# [EXERCISE DIRECTIONS]
Starting at the line with "of the weathered" and going on through the line with "of the elongated", reproduce each line in the records below exactly and nothing more.
BEGIN RECORD EXCERPTS
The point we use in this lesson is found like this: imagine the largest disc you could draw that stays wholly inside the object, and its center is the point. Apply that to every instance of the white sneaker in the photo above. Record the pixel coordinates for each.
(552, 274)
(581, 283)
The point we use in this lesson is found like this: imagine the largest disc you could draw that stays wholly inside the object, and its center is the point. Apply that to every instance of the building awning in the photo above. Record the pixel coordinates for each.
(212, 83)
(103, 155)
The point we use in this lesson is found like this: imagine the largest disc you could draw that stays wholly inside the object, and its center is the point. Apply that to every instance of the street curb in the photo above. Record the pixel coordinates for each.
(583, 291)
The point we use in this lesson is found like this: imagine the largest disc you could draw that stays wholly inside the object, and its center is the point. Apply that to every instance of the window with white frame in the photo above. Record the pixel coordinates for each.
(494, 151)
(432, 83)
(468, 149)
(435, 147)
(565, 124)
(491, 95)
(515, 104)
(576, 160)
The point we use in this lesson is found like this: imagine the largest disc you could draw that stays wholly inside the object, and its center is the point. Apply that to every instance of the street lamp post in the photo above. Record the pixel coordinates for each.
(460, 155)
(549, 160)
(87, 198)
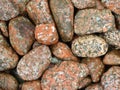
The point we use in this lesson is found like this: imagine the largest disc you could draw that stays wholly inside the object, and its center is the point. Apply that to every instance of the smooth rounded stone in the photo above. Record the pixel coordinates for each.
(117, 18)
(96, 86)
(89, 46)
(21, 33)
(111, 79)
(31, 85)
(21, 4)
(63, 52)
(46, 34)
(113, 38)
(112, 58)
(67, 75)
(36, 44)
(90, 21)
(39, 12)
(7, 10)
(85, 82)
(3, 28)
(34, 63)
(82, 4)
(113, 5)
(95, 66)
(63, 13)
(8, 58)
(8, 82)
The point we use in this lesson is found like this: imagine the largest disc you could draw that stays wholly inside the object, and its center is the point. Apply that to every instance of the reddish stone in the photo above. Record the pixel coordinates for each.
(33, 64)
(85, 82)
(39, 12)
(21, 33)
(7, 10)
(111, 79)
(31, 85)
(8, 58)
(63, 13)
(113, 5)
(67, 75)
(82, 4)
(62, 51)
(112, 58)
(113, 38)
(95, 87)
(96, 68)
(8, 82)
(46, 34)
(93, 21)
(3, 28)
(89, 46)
END RECORD EXCERPTS
BEGIN RECORD EXCERPTS
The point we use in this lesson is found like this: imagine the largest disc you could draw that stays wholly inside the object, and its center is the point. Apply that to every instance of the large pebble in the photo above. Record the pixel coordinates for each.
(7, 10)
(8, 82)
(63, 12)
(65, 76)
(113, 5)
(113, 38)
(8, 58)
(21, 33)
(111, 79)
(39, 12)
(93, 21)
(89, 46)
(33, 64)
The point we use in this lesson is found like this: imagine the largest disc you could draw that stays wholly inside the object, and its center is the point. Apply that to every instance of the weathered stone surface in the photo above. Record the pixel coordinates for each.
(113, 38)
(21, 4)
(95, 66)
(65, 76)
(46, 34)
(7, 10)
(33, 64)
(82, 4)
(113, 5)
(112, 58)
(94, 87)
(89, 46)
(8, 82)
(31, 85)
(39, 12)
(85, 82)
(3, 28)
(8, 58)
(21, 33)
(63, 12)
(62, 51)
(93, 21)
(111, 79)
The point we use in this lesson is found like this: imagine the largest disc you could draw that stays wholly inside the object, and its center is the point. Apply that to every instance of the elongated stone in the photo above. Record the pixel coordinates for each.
END RECORD EXCERPTS
# [SOLUTION FOR THIS PROBLEM]
The point we use in this lesson is found like this: imagine the largest disc you could draw that stays wholly inside the object, and its center is the point. Apply that to every instance of the weathered stone surface in the photo above. Record the pixel coordinates for each.
(113, 38)
(21, 4)
(95, 66)
(65, 76)
(46, 34)
(7, 10)
(33, 64)
(82, 4)
(113, 5)
(112, 58)
(94, 87)
(89, 46)
(8, 82)
(31, 85)
(39, 12)
(85, 82)
(3, 28)
(8, 58)
(21, 33)
(63, 12)
(62, 51)
(93, 21)
(111, 79)
The point we use in this lesson is found like this: imagine the largest disc you could draw that stays wholly inside the object, and its center is the point. Apply that to every instance of the elongated stone in the photo above. Record the pixel coordinates for each.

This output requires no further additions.